_SET PROBLEM_
Rename "shrub" to "bush" in the data that runs from the line containing "Exercise. Identify the black" through the end of the data. Give those lines again with nothing else changed.

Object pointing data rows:
——

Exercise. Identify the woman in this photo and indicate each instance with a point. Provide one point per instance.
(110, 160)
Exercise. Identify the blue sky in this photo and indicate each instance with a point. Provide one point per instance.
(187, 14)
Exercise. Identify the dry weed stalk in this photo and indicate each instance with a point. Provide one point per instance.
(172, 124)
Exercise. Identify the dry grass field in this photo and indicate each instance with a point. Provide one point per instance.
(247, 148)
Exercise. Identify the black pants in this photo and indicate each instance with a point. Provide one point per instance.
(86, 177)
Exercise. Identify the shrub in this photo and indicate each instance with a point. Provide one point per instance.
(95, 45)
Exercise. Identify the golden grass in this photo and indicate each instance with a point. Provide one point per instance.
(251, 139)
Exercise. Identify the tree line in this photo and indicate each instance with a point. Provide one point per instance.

——

_RESULT_
Exercise. Identify the black pants in this photo and indicate each instance with a point. Provide one point per instance.
(86, 177)
Exercise. Identify the bush in this photo and indicate each instance with a point. Provide one point per instance.
(95, 45)
Exercise. Identify the golden grass in this photo and indicate each instance with a point. Provide one point per instance.
(251, 139)
Exercise. Identify the tree line in this photo and indicate each instance with a point. Provide one point per instance.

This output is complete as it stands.